═════ TEXT

You are viewing a single comment's thread from:

RE: The Guardian Massif and Fires in Tasmania

in #photofeed5 years ago (edited)

The Apollo astronauts used high-resolution Hasselblad 500 EL cameras with Carl Zeiss optics and a 70 mm medium format film magazine. At a standard 4,000dpi scan you get 84 megapixels out of medium format film which is why a lot of landscape photographers still use it. The photos are in keeping with that especially considering there is no distortion from an atmosphere. Not all 40k pictures are sharp; there are lots of out of focus ones if you look at the archives. The don't release all the photos initially for the same reason I don't put blurry photos up on my website.

Shielded cameras are used on every space expedition in history it is simple technology. There is no atmosphere so you can shield from those temperatures with simple reflectors (even aluminum foil would work) . It is not like that heat would be on earth where you have convective heat from hot gases (ie air).

I have said enough related to moon conspiracies. The conspiracies have been around for decades and are thoroughly debunked by verifiable third party science. Both India and China now have now taken photos of the moon landing sites without any collaboration with the US. We will just have to disagree on this topic. Wikipedia (seeing as we cant trust anything not crowd sourced) has a good referenced summary of the conspiracies theories and why they don't hold https://en.wikipedia.org/wiki/Moon_landing_conspiracy_theories

Sort:  

The Hasselblad people are on video stating this is not possible. You can easily find it if you choose to look. There is no shielding or foil. The cameras are strapped to their chests. How would you frame a shot with no view finder? How would you change rolls of film with heavy gloves on? Where would you keep said rolls of film on your body to take 2000+ photos a day?

There is one guy who claims to be from Hasselblad on a private paid documentary with no references. I challenge you to find any written statement to that effect (even from that guy !). No one from Haddelblad themselves has ever issued a statement to that effect; rather the opposite they have statements verifying they modified the cameras. "Hasselblad modified and refined its cameras to make them even more suitable for space use. The cameras had reduced weight and were designed to work at over 120° C in the sun, and minus 65° C in the shade" (see statements here https://www.hasselblad.com/history/hasselblad-in-space/ )

NASA has there own statements on the modifications "The cameras, film magazines, and lenses used on Apollo 8 had black anodized surfaces to eliminate reflections. Modifications to the cameras included special large locks for the film magazines and levers on the f-stop and distance settings on the lenses. These modifications facilitated the camera's use by the crew operating with pressurized suits and gloves. Additionally, the cameras had no reflex mirror viewfinder and instead a simple sighting ring assisted the astronaut in pointing the camera"

https://www.history.nasa.gov/apollo_photo.html

These are all simple engineering challenges. It's not rocket science to change film with gloves. I changed films with mitts all the time when I used to shoot film. Anyway I won't be responding again as I have spent enough time already on this topic and there is enough written on the internet about it already.

══════════

▸ **PROBLEM DETAILS**
Write out the stretch of the comment thread from "https://www.history.nasa.gov/apollo_photo.html" through "about it already.", keeping every word unchanged.

═════ SUPPLIED MATERIAL

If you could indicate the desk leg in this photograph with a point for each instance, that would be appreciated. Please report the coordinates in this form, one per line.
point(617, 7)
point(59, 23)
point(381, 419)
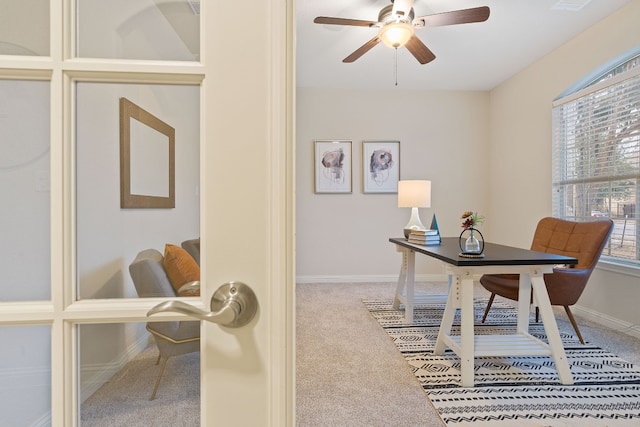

══════════

▸ **RESULT OF THE EXERCISE**
https://www.history.nasa.gov/apollo_photo.html

These are all simple engineering challenges. It's not rocket science to change film with gloves. I changed films with mitts all the time when I used to shoot film. Anyway I won't be responding again as I have spent enough time already on this topic and there is enough written on the internet about it already.